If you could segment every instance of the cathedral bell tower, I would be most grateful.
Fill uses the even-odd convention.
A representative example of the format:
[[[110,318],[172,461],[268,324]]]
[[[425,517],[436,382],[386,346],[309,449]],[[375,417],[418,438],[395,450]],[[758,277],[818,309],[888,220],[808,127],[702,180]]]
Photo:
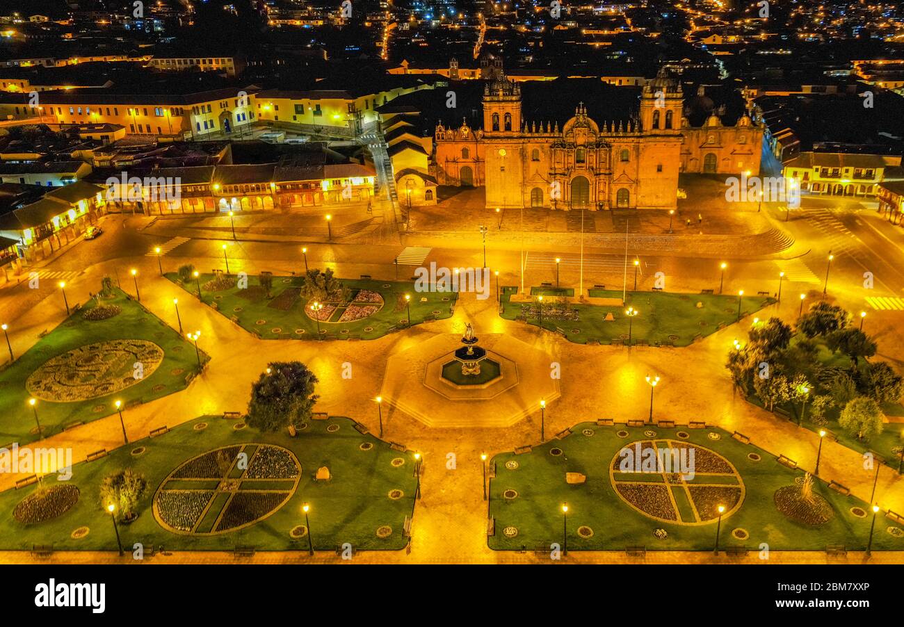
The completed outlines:
[[[644,86],[640,98],[640,124],[645,133],[677,135],[681,131],[684,97],[678,81],[664,69]]]

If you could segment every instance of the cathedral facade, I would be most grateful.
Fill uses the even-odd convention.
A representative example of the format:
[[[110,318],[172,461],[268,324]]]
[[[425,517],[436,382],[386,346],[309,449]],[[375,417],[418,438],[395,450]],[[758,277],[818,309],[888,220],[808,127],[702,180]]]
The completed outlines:
[[[436,178],[485,187],[488,209],[673,209],[681,172],[758,173],[761,128],[746,116],[692,128],[683,108],[677,82],[660,75],[630,121],[599,124],[579,103],[561,127],[538,125],[522,117],[520,85],[500,76],[484,89],[483,128],[436,127]]]

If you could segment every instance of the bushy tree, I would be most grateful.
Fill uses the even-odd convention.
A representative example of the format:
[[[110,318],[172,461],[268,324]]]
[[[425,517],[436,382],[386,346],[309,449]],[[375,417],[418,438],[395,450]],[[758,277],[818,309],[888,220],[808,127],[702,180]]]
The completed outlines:
[[[872,357],[876,354],[876,342],[860,329],[848,328],[830,333],[825,338],[825,344],[831,351],[840,351],[851,360],[851,368],[857,370],[858,360],[861,357]]]
[[[819,301],[797,320],[797,330],[808,338],[829,333],[847,326],[851,315],[837,304]]]
[[[863,394],[878,403],[897,403],[904,393],[904,379],[884,361],[866,364],[860,383]]]
[[[869,440],[882,433],[882,410],[872,398],[857,397],[842,409],[838,424],[858,440]]]
[[[147,490],[144,475],[131,468],[107,475],[100,482],[100,505],[105,510],[113,504],[120,519],[135,516],[135,507]]]
[[[300,361],[274,361],[251,386],[248,424],[265,432],[299,425],[311,417],[319,397],[317,378]]]

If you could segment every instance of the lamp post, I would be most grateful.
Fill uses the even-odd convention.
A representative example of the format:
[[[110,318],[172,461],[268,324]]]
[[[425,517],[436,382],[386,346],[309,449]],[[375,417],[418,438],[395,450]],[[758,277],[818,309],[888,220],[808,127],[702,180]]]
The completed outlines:
[[[879,513],[879,506],[872,506],[872,522],[870,524],[870,541],[866,545],[866,557],[872,555],[872,532],[876,529],[876,514]]]
[[[480,469],[484,472],[484,501],[486,501],[486,454],[480,454]]]
[[[722,513],[725,511],[725,506],[720,505],[719,510],[719,521],[716,523],[716,550],[713,551],[714,555],[719,555],[719,532],[722,528]]]
[[[656,390],[656,385],[659,383],[659,375],[655,377],[651,377],[646,375],[646,382],[650,384],[650,424],[653,424],[653,393]]]
[[[201,370],[201,351],[198,349],[198,338],[201,337],[201,332],[195,331],[193,333],[186,333],[185,335],[189,340],[194,342],[194,356],[198,358],[198,370]]]
[[[568,555],[568,503],[562,503],[562,555]]]
[[[123,556],[122,541],[119,539],[119,528],[116,524],[116,505],[110,503],[107,506],[107,511],[110,512],[110,520],[113,521],[113,531],[116,533],[116,546],[119,548],[119,557]]]
[[[66,300],[66,282],[60,282],[60,291],[62,292],[62,304],[66,305],[66,315],[69,315],[69,301]]]
[[[540,442],[546,440],[546,401],[540,401]]]
[[[116,403],[114,403],[114,405],[116,405],[116,410],[119,412],[119,426],[122,427],[122,439],[125,440],[126,444],[127,445],[128,435],[126,435],[126,421],[123,420],[122,418],[122,401],[118,400]]]
[[[627,315],[627,346],[631,348],[631,338],[634,332],[634,316],[637,315],[638,312],[634,307],[628,307],[625,314]]]
[[[825,438],[825,429],[819,430],[819,448],[816,450],[816,468],[813,473],[819,476],[819,458],[823,456],[823,440]]]
[[[374,398],[377,401],[377,418],[380,420],[380,438],[383,437],[383,398],[377,397]]]
[[[135,284],[135,297],[141,302],[141,292],[138,291],[138,271],[134,267],[128,271],[132,275],[132,282]]]
[[[182,316],[179,315],[179,299],[173,299],[173,306],[175,307],[175,319],[179,323],[179,334],[182,335]]]
[[[307,555],[314,555],[314,538],[311,538],[311,521],[307,518],[307,512],[311,506],[305,503],[301,506],[301,510],[305,512],[305,527],[307,528]]]
[[[32,397],[28,399],[28,404],[32,406],[32,413],[34,414],[34,425],[38,427],[38,436],[41,435],[41,421],[38,420],[37,398]]]
[[[825,295],[825,292],[829,289],[829,270],[832,269],[832,260],[835,258],[835,256],[829,251],[829,258],[825,262],[825,283],[823,284],[823,295]]]
[[[499,276],[498,272],[496,273],[496,276]],[[497,279],[496,280],[496,285],[498,285],[498,284],[499,284],[499,281]],[[499,300],[498,296],[496,296],[496,300]],[[5,323],[3,323],[3,324],[0,324],[0,329],[3,329],[3,335],[4,335],[5,338],[6,338],[6,349],[9,351],[9,360],[12,362],[12,361],[14,361],[15,360],[15,357],[13,356],[13,344],[9,343],[9,333],[6,332],[7,328],[8,327],[6,326]]]

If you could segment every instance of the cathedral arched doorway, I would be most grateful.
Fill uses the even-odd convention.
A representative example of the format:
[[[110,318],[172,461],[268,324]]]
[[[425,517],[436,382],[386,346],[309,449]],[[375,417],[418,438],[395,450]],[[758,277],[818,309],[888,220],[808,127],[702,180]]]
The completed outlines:
[[[458,171],[458,179],[462,187],[474,187],[474,170],[470,165],[462,166]]]
[[[571,206],[586,209],[590,205],[590,182],[583,176],[571,179]]]

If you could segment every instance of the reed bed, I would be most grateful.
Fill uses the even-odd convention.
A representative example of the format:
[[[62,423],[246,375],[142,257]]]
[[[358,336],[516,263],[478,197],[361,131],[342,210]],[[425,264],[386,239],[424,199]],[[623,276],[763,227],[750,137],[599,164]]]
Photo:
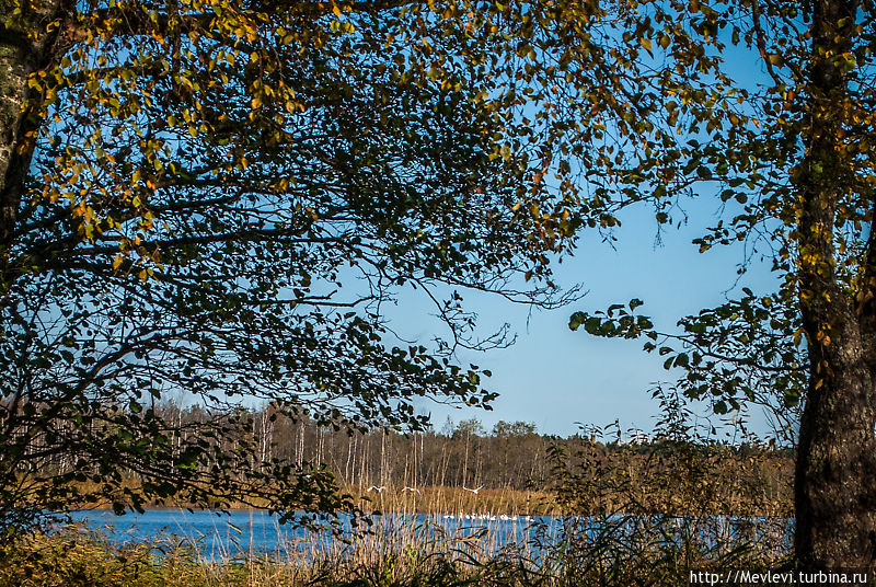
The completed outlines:
[[[780,518],[569,516],[534,527],[520,520],[510,537],[500,516],[452,520],[377,517],[346,541],[287,539],[278,526],[273,552],[238,544],[218,553],[193,537],[118,544],[104,531],[68,527],[3,546],[0,587],[689,585],[692,571],[774,569],[789,555]]]

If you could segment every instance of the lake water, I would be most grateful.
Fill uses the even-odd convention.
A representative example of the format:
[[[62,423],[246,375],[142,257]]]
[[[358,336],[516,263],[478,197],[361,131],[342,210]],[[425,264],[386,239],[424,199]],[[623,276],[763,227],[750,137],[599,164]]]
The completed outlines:
[[[408,541],[422,546],[427,542],[450,549],[476,549],[479,552],[509,545],[530,545],[551,529],[558,530],[560,519],[537,516],[427,516],[423,514],[384,514],[370,518],[369,533],[356,537],[350,518],[342,516],[342,536],[356,542],[376,541],[391,536],[397,543]],[[348,548],[331,532],[313,532],[293,525],[281,525],[264,510],[232,510],[218,514],[204,510],[150,509],[143,514],[116,516],[110,510],[72,514],[72,521],[106,537],[113,543],[151,541],[160,548],[192,549],[209,560],[228,560],[242,554],[307,554]],[[361,528],[361,527],[360,527]]]
[[[96,531],[110,542],[122,544],[149,541],[161,552],[185,550],[208,561],[229,561],[241,556],[273,554],[283,560],[312,560],[316,556],[346,556],[355,549],[385,552],[394,549],[426,550],[463,555],[492,555],[514,548],[528,560],[541,557],[545,545],[558,540],[599,541],[642,537],[648,541],[681,543],[691,532],[704,546],[772,543],[787,551],[793,536],[793,520],[706,516],[666,518],[659,516],[609,516],[598,518],[558,518],[540,516],[451,516],[423,514],[384,514],[371,517],[367,533],[354,533],[350,517],[341,517],[338,540],[331,532],[314,532],[293,525],[279,523],[264,510],[187,511],[151,509],[143,514],[116,516],[108,510],[79,511],[73,521]],[[548,549],[550,550],[550,549]]]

Prompt
Copy the material word for word, starting with the line containing "If you could segment every instance of the lamp" and continuing through the line containing "[[[540,442],[546,440],[546,401],[540,401]]]".

Worked answer
If you could segment every instance of the lamp post, I would be most grateful.
Fill uses the even-odd convention.
A representative example of the format:
[[[110,318],[172,461],[268,324]]]
[[[425,517],[436,382],[386,346],[309,449]],[[375,417],[418,438],[395,450]],[[758,277],[818,309],[888,220],[808,127],[702,180]]]
The completed outlines:
[[[879,513],[879,506],[872,506],[872,522],[870,524],[870,541],[866,545],[866,557],[872,555],[872,532],[876,529],[876,514]]]
[[[480,469],[484,472],[484,501],[486,501],[486,454],[480,454]]]
[[[722,513],[725,511],[725,506],[720,505],[719,510],[719,521],[716,523],[716,550],[713,551],[714,555],[719,555],[719,532],[722,528]]]
[[[656,390],[656,385],[659,383],[659,375],[655,377],[651,377],[646,375],[646,382],[650,384],[650,424],[653,424],[653,393]]]
[[[201,370],[201,351],[198,349],[198,338],[201,337],[201,332],[195,331],[193,333],[186,333],[185,335],[189,340],[194,342],[194,356],[198,358],[198,370]]]
[[[568,555],[568,503],[562,503],[562,555]]]
[[[123,556],[122,541],[119,539],[119,528],[116,524],[116,505],[110,503],[107,506],[107,511],[110,512],[110,520],[113,521],[113,531],[116,533],[116,546],[119,548],[119,557]]]
[[[66,300],[66,282],[60,282],[60,291],[62,292],[62,304],[66,305],[66,315],[69,315],[69,301]]]
[[[540,442],[546,440],[546,401],[540,401]]]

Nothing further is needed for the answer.